New York, April 23 (IANS) It is not herd immunity that is causing fresh peaks in Covid caseloads in several countries, including India, but a time-dependent social activity and changing people behaviours due to pandemic fatigue that is causing the lethal second wave of infection and deaths, novel research has revealed.
For instance, individuals who self-isolated during the first wave — staying home, not having visitors over, ordering groceries online — subsequently started relaxing their behaviours.
Any increase in social activity means additional exposure risk. The outcome can be that there is a false impression that the pandemic is over, although there are more waves to come, the researchers noted in a paper published in Proceedings of the National Academy of Sciences.
According to scientists at the US Department of Energy’s (DOE) Brookhaven National Laboratory and the University of Illinois Urbana-Champaign (UIUC) in the US, the concept of herd immunity doesn’t apply in practice to Covid-19.
“People’s social activity waxes and wanes, especially due to lockdowns or other mitigations. So, a wave of the epidemic can seem to die away due to mitigation measures when the susceptible or more social groups collectively have been infected — something we termed transient collective immunity,” said Nigel Goldenfeld, Swanlund Professor of Physics at UIUC.
“Once these measures are relaxed and people’s social networks are renewed, another wave can start, as we’ve seen with states and countries opening up too soon, thinking the worst was behind them,” he suggested.

■ ■ ■ ■

§ Assigned task 1
According to the news report on Covid-19 waves, what term did the researchers give to the apparent fading of a wave once the susceptible or more social groups have been infected?
§ Assigned task 2
List the self-isolation behaviors that the news report on Covid-19 waves attributes to individuals during the first wave.
§ Assigned task 3
Write the next part of the news report on Covid-19 waves, starting after its final sentence.

[Saved entries]
■ ■ ■ ■

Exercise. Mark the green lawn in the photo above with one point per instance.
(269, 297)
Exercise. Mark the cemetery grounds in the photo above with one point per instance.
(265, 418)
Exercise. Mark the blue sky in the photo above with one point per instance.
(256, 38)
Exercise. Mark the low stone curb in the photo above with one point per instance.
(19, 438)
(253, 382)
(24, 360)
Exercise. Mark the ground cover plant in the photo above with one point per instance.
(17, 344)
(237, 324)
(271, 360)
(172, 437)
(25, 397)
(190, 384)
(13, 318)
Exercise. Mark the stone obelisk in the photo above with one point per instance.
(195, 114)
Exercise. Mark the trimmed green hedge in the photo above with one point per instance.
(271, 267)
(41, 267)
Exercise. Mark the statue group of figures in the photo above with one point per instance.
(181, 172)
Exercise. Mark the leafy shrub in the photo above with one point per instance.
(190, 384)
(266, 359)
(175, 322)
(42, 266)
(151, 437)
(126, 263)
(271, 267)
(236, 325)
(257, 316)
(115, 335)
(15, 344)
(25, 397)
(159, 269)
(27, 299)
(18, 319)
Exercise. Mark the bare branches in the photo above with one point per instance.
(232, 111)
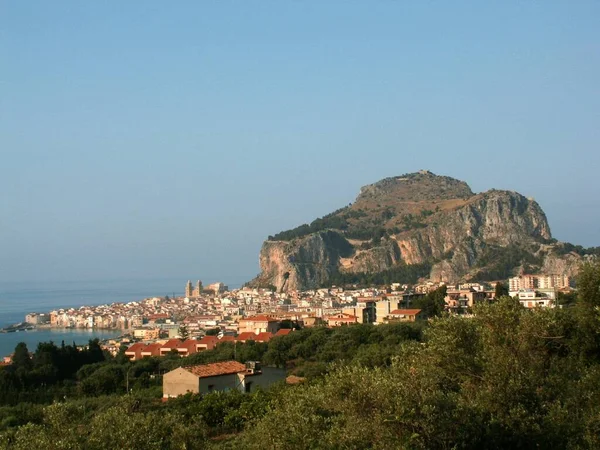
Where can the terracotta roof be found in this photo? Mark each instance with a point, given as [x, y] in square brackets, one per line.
[293, 379]
[216, 369]
[261, 318]
[189, 345]
[406, 312]
[264, 336]
[136, 347]
[246, 336]
[153, 349]
[172, 343]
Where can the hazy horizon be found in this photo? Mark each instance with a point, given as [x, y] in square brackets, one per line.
[168, 141]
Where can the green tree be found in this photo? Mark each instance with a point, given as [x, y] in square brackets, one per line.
[21, 358]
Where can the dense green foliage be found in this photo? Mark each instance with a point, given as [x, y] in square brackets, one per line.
[508, 377]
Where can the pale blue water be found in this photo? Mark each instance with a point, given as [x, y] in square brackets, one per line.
[18, 298]
[8, 341]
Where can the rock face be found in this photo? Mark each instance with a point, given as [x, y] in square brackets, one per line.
[413, 219]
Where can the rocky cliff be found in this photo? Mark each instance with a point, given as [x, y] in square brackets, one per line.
[419, 220]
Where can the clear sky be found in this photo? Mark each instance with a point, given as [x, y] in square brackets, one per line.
[168, 139]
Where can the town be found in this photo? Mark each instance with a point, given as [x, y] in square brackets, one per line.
[206, 316]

■ ■ ■ ■

§ Written response 1
Transient collective immunity.

§ Written response 2
Staying home, not having visitors over, and ordering groceries online.

§ Written response 3
A temporary state of immunity arises because population heterogeneity is not permanent. In other words, people change their social behaviour over time.
The team of scientists has developed a new mathematical model for predicting how epidemics such as Covid-19 spread.
This model not only accounts for individuals’ varying biological susceptibility to infection but also their levels of social activity, which naturally change over time.
Herd immunity is the percentage of the population who must achieve immunity in order for an epidemic to end.
“Herd immunity is a controversial topic. Since early on in the Covid-19 pandemic, there have been suggestions of reaching herd immunity quickly, thereby ending local transmission of the virus. However, our study shows that apparent collective immunity reached in this way will not last,” said Sergei Maslov, a CFN user and professor and Bliss Faculty Scholar at UIUC.
In follow-on work, the scientists are now feeding statistics from “superspreader” events into the model.